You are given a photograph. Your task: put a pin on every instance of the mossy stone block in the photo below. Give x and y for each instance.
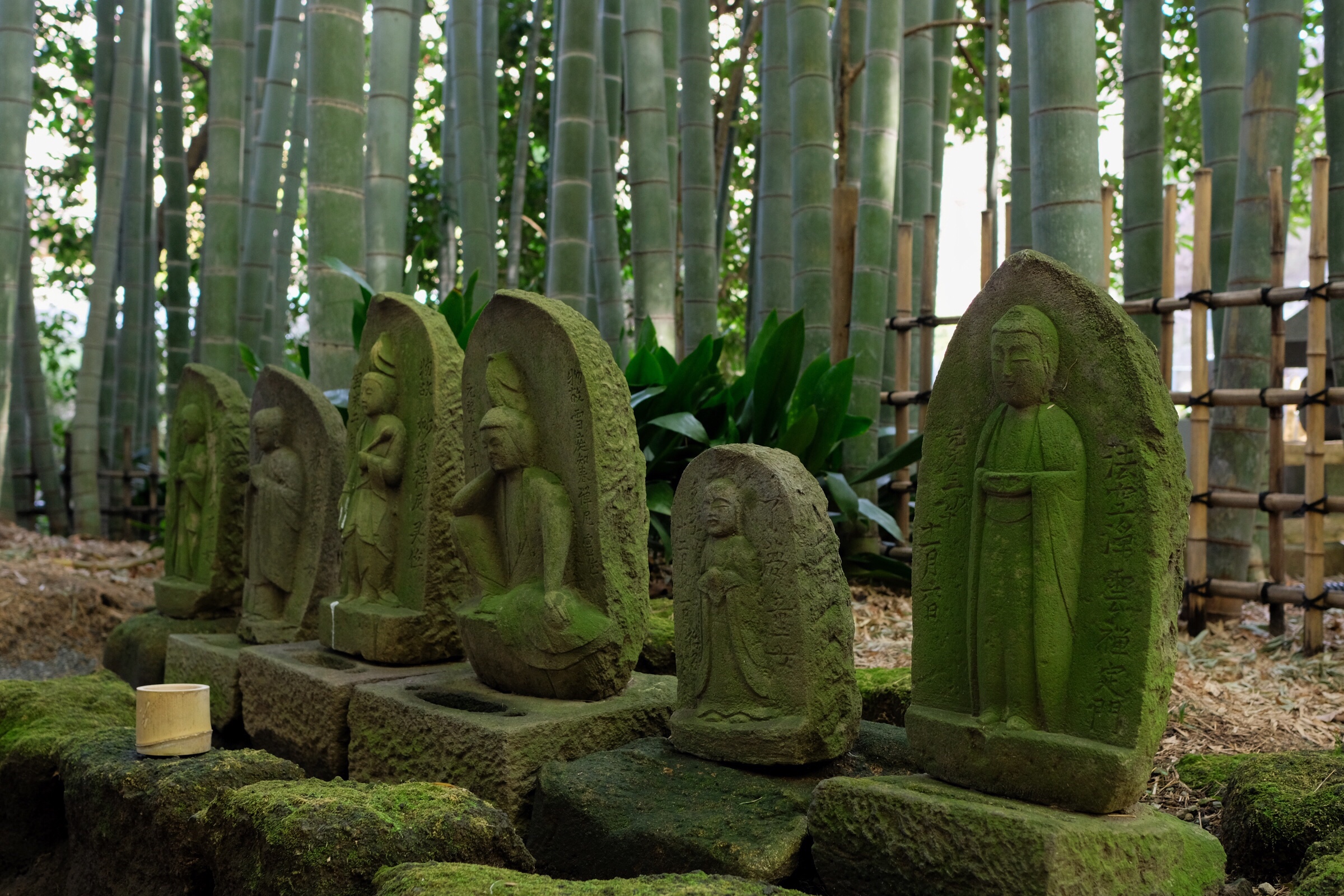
(451, 727)
(1276, 806)
(135, 821)
(37, 722)
(646, 809)
(447, 879)
(136, 649)
(296, 699)
(328, 839)
(886, 693)
(209, 660)
(916, 836)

————

§ **The request**: Copy the rows above word for word, leaving out the picture.

§ **Solution for this problem**:
You are given a photograph. Your task: put a pin on every instance of the mossy stone block in the photo below. Give x and y for each instance.
(451, 727)
(1276, 806)
(135, 821)
(37, 722)
(646, 809)
(447, 879)
(136, 649)
(296, 699)
(328, 839)
(886, 693)
(209, 660)
(916, 836)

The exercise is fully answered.